====== Text block
[proofplan]
Choose a positive distance from $K$ to the complement of $U$, so that all sufficiently small mollifier balls centred near $K$ remain inside $U$. The convergence of $f_\varepsilon$ to $f$ follows by averaging the uniform modulus of continuity of $f$ on a compact neighbourhood of $K$. For the derivative, differentiate the mollified function under the integral and identify $D(f_\varepsilon)$ with the mollification of $Df$; the same uniform-continuity argument applied to the continuous derivative map gives convergence in operator norm.
[/proofplan]
[step:Choose a compact neighbourhood on which the local convolutions are defined]
Because $K \subset\subset U$, the compact set $K$ is contained in $U$. Since $U$ is open and $K$ is compact, there exists $\rho>0$ such that the closed $\rho$-neighbourhood
\begin{align*}
K_\rho:=\{z\in\mathbb{R}^n:\operatorname{dist}(z,K)\leq \rho\}
\end{align*}
is compact and satisfies $K_\rho\subset U$.
Define the open neighbourhood
\begin{align*}
V:=\{x\in\mathbb{R}^n:\operatorname{dist}(x,K)<\rho/2\}.
\end{align*}
If $0<\varepsilon<\rho/2$, $x\in V$, and $y\in\operatorname{supp}\eta_\varepsilon$, then $|y|\leq \varepsilon<\rho/2$, so
\begin{align*}
\operatorname{dist}(x-y,K)\leq \operatorname{dist}(x,K)+|y|<\rho.
============
> _Exercise description_: In the mollifier proof, how is the open neighbourhood $V$ defined?
====== Supplied information
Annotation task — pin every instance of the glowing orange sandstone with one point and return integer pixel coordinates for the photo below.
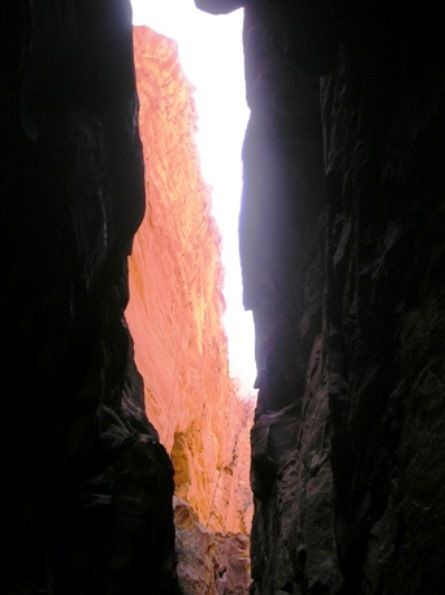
(176, 303)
============
> _The result_: $V$ is the set of all $x\in\mathbb{R}^n$ with $\operatorname{dist}(x,K)<\rho/2$.